● **What you should do**: Of the lines below, write out exactly those from the line with "target | person wading in background" through the line with "target | man wading in floodwater", both included, and skip the rest.

● **Information**:
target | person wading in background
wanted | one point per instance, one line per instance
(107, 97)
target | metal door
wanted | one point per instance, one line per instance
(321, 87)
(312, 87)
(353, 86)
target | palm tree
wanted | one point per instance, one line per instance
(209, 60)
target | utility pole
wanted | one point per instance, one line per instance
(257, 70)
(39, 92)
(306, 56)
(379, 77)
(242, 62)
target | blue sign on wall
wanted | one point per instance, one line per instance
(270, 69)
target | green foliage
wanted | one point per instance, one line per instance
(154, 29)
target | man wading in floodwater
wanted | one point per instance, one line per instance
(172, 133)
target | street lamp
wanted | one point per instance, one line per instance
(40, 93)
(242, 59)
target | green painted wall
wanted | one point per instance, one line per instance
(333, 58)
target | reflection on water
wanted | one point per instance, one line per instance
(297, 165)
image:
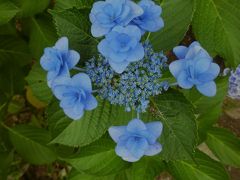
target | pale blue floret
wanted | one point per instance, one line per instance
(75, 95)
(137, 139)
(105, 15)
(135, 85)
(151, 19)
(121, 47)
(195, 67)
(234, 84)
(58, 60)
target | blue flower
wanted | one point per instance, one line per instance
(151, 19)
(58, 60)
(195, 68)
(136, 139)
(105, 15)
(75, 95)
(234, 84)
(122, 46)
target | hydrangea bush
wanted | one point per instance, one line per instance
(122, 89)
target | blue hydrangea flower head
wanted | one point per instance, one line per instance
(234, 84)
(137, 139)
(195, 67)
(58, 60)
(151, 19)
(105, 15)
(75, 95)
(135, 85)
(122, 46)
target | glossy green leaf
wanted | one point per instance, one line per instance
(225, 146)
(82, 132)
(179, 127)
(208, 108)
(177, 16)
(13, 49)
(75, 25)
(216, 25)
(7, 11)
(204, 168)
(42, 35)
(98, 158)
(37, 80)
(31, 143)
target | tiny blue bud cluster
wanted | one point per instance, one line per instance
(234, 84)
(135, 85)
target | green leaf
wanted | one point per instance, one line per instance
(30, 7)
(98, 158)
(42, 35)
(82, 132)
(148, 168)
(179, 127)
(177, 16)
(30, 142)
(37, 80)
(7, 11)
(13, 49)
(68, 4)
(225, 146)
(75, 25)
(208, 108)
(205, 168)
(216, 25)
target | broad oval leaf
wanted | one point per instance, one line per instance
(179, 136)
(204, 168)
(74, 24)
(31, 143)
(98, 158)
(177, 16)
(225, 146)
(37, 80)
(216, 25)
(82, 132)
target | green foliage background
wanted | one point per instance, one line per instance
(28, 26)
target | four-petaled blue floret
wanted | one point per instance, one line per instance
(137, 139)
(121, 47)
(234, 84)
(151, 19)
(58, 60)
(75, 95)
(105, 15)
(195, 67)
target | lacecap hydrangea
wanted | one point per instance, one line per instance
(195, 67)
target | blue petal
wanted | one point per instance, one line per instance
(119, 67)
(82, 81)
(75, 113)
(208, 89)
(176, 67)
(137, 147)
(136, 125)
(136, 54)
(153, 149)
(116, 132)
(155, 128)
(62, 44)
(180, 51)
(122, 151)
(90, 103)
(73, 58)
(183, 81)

==

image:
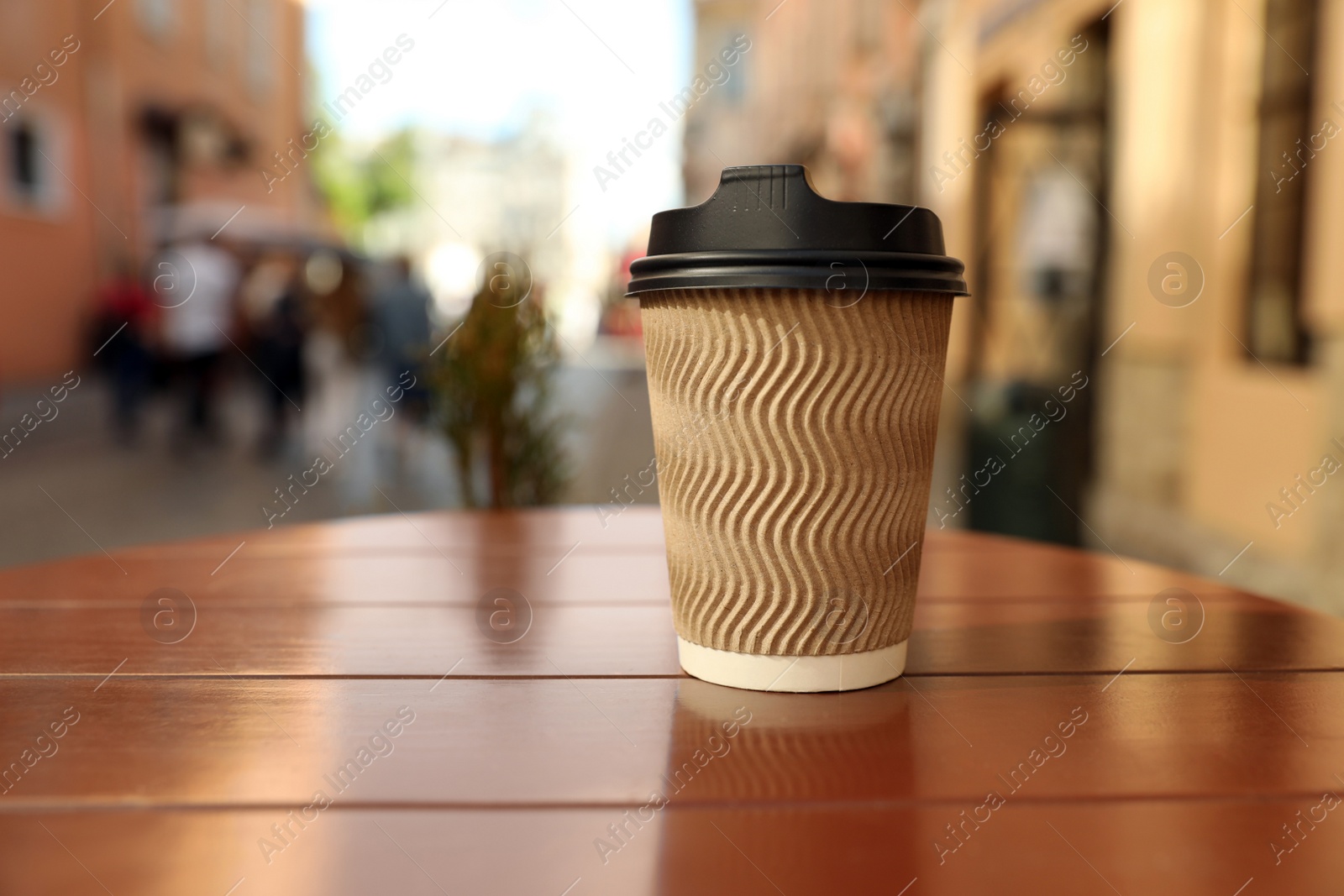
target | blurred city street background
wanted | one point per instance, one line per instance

● **Task answer**:
target | person wading in background
wanted | one point per instance, one line per instance
(107, 97)
target | metal door
wanted | one point per instance, one line per instance
(321, 87)
(312, 87)
(353, 86)
target | palm tree
wanted | one point per instance, one line per instance
(209, 60)
target | utility pole
wanted | one point per instance, one line per instance
(257, 70)
(39, 92)
(306, 56)
(379, 77)
(242, 62)
target | blue sign on wall
wanted | one point per instance, one line per instance
(270, 69)
target | green foliage
wanted | one point per instance, one line per instance
(154, 29)
target | man wading in floodwater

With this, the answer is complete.